DATASET:
━━━━━━━━
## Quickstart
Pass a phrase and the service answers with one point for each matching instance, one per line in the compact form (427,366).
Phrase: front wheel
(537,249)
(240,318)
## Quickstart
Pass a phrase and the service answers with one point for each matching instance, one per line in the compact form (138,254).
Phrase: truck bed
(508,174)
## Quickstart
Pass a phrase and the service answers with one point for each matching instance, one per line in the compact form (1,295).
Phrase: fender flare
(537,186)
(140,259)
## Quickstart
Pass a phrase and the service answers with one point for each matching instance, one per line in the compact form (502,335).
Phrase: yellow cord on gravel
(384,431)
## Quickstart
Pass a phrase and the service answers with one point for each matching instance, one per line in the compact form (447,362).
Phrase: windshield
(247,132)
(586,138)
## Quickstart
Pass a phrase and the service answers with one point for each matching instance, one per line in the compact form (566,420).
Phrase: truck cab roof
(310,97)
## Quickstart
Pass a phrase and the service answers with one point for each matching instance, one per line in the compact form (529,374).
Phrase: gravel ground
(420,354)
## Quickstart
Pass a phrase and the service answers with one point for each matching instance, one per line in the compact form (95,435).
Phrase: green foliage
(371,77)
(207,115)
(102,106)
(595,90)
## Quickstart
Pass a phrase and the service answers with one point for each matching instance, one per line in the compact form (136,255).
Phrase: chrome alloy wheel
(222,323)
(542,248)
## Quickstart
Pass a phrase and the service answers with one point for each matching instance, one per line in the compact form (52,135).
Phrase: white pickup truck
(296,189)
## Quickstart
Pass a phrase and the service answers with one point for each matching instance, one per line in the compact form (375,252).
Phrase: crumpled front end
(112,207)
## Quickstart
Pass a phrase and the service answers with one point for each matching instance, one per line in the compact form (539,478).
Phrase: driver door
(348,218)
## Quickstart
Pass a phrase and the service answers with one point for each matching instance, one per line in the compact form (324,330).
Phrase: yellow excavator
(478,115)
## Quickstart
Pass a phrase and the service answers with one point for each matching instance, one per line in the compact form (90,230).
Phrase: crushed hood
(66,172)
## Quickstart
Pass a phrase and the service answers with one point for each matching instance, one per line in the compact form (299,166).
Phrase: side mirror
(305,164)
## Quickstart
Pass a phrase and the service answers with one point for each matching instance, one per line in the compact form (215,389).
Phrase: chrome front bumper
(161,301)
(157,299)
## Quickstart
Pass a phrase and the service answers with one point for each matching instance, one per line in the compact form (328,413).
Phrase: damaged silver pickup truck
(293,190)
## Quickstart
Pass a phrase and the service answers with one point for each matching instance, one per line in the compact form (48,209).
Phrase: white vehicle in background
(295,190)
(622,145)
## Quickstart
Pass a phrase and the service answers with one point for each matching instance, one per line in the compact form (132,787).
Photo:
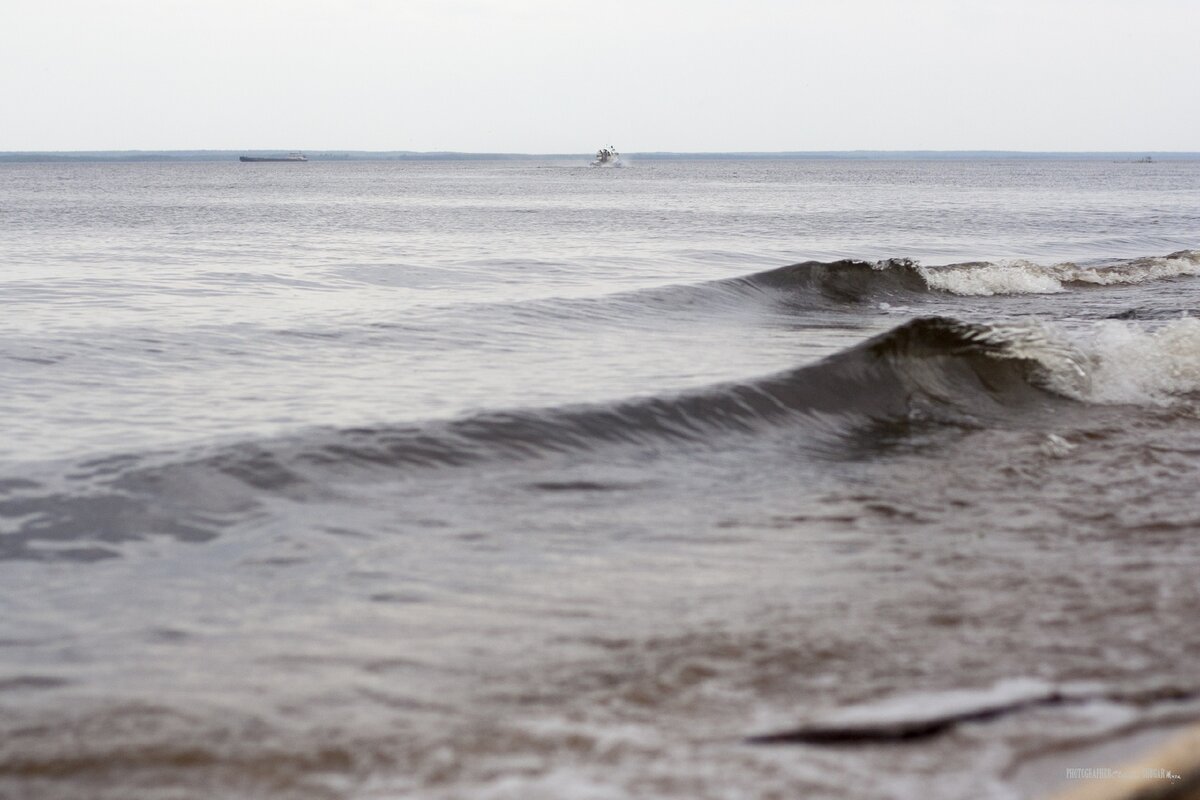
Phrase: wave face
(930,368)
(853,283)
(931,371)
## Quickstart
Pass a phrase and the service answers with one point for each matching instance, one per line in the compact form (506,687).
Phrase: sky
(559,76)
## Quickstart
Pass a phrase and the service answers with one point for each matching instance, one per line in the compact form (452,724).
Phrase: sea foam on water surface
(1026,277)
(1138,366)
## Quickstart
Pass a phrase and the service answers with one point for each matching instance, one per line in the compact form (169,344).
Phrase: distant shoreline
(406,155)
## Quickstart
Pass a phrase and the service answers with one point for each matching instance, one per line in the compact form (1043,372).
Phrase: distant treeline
━━━━━━━━
DO THIS: All of the records above must be copied exactly, except for the pictures.

SOLUTION:
## Quickstart
Pass a phrase and the service answers with one point for each matching instance, one per line in the compact form (427,366).
Phrase: front wheel
(537,249)
(240,318)
## Quickstart
Pass a phrase and the service answers with one point for each matching instance, one per line in the compact form (138,254).
Phrase: truck bed
(508,174)
## Quickstart
Pass a phrase and the service answers with one point for each matching instance, one per line in the compact form (1,295).
Phrase: fender flare
(537,186)
(140,259)
## Quickstart
Pass a phrase and the service answers with one point for each matching instance, one per line in the compact form (502,335).
Phrase: yellow cord on gravel
(384,431)
## Quickstart
Pass a phrase and the service answers with one point for each matching instance, one per line in the compact form (447,362).
Phrase: windshield
(247,132)
(586,138)
## Quickstart
Pass a phrase and the service answers with one point for each matching instance, one per line in the compact form (566,420).
Phrase: truck cab roof
(310,97)
## Quickstart
Pass a phrase and the service answers with one point for each matching instance, one per line in the compact form (529,374).
Phrase: gravel ground
(420,354)
## Quickstart
Pass a phrase and the service answers with one point for each matching instance, one per line in the compact form (95,435).
Phrase: green foliage
(371,77)
(207,115)
(102,106)
(595,90)
## Quickstart
Pass a phrase and the service answers with one point for each matching instance, one per line in the compact form (136,255).
Phrase: chrome alloy wheel
(222,323)
(542,248)
## Quickstart
Pass a phrase and the service answers with one point for each matching instance, one per line in the compact form (52,135).
Phrase: white pickup truck
(296,189)
## Quickstart
Pass a phrase and the service answers with one point for each matching instance, one per line in the compact form (375,252).
Phrase: crumpled front end
(112,207)
## Quickstart
Pass a phrase and the service answers with one point for each matching instance, one per line in the compact form (539,478).
Phrase: driver door
(348,218)
## Quickstart
Pass a phrase and the service answers with one point for each matching instance, one per line in the compact form (324,330).
Phrase: yellow excavator
(478,115)
## Quickstart
Pass a phrase and the service answers with one point for each matching instance, one per line in the compact form (90,230).
Phrase: crushed hood
(66,172)
## Quickstart
Pass a phrase and the service answers with one point for each matching instance, one per line in the compact form (299,166).
Phrase: side mirror
(305,164)
## Quickstart
Pass a phrase and the service answers with one point for each matching instance, one per line in the compact form (215,389).
Phrase: chrome front bumper
(161,301)
(157,299)
## Quickstart
Pass a phrase and the service answers with one point for each matching instance, one per line in the compact form (328,413).
Phrase: damaged silver pickup truck
(293,190)
## Quickstart
Pass a phrase and the service answers with one point for each matching instance, one per line in the compact form (48,209).
Phrase: white vehicle in background
(295,190)
(622,145)
## Quickstart
Pass a phrase and the service answers with one point for each matching instance, one per line in the compact form (132,787).
Photo:
Phrase: wave face
(930,368)
(853,283)
(931,371)
## Quickstart
Pass a phrase and the service answers with one point for each matching instance, one per line in the compact form (506,687).
Phrase: sky
(559,76)
## Quickstart
Pass a phrase and the service answers with one point for each matching instance, one per line in the compact form (452,724).
Phrase: sea foam on water surface
(1026,277)
(1138,366)
## Quickstart
Pass a phrase and the service answers with one point for each matching instance, one per line in the compact form (169,344).
Phrase: distant shoreline
(406,155)
## Quickstart
Pass a phrase and the service answers with one point for each matching instance, one per line in the compact form (1043,372).
Phrase: distant treeline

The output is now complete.